Scale everything in the stored data below, from the first line down to the line containing "[0,0,650,365]", including both ends. Repeat those lines with the object requests unchanged, but multiply every bounding-box coordinate in the answers by 1.6 and round to whole numbers, with halves rounded up.

Stored data

* Begin *

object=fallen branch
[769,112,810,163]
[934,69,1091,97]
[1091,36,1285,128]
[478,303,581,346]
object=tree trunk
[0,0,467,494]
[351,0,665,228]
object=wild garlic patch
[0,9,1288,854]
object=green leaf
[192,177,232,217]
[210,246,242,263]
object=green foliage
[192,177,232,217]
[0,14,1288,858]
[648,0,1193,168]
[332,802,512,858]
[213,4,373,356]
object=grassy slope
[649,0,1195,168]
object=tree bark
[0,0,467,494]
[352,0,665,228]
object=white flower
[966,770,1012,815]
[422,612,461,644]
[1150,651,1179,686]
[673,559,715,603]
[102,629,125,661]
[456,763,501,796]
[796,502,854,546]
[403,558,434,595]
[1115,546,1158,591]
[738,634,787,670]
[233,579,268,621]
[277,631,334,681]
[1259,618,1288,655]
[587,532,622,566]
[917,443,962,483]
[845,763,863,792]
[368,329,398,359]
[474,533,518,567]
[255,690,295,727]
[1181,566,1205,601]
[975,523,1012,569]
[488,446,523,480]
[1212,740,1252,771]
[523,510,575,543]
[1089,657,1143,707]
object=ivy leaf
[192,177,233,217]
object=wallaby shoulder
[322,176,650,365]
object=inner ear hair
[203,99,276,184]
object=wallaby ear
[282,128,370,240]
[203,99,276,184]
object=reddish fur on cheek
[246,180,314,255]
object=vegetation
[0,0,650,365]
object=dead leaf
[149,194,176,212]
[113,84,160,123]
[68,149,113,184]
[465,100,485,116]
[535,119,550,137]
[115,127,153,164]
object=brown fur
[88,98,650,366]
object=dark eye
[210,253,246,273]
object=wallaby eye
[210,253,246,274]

* End *

- **Response**:
object=fallen branch
[1230,179,1296,261]
[1494,110,1746,155]
[1746,58,2056,205]
[765,485,930,554]
object=tree trunk
[0,0,747,790]
[562,0,1064,365]
object=wild garlic patch
[0,14,2061,1366]
object=green leaf
[307,283,371,347]
[336,394,387,421]
object=green foliage
[307,283,371,347]
[0,22,2061,1373]
[1037,0,1909,269]
[531,1283,819,1373]
[341,6,597,570]
object=grassy slope
[1038,0,1912,269]
object=tree bark
[0,0,747,790]
[563,0,1064,365]
object=white flower
[1546,1232,1619,1304]
[675,979,738,1030]
[1840,1042,1886,1098]
[1077,894,1144,965]
[163,1006,200,1058]
[730,1221,802,1274]
[1274,803,1366,874]
[645,893,694,952]
[1784,874,1853,946]
[1181,1014,1259,1072]
[373,926,429,994]
[443,1010,534,1090]
[2014,989,2061,1048]
[939,851,995,906]
[1467,709,1539,773]
[1352,1221,1381,1267]
[589,526,637,574]
[758,853,829,907]
[408,1104,472,1163]
[1890,906,1928,962]
[1560,837,1619,910]
[781,714,837,768]
[1939,1184,2003,1234]
[837,816,920,869]
[1742,1051,1829,1131]
object=ivy leaf
[307,283,373,347]
object=wallaby shoulder
[515,282,1040,584]
object=inner ear hair
[325,158,442,294]
object=wallaby ear
[451,205,592,384]
[325,158,442,294]
object=reddish fur on cheek
[394,288,502,408]
object=vegetation
[0,0,1040,584]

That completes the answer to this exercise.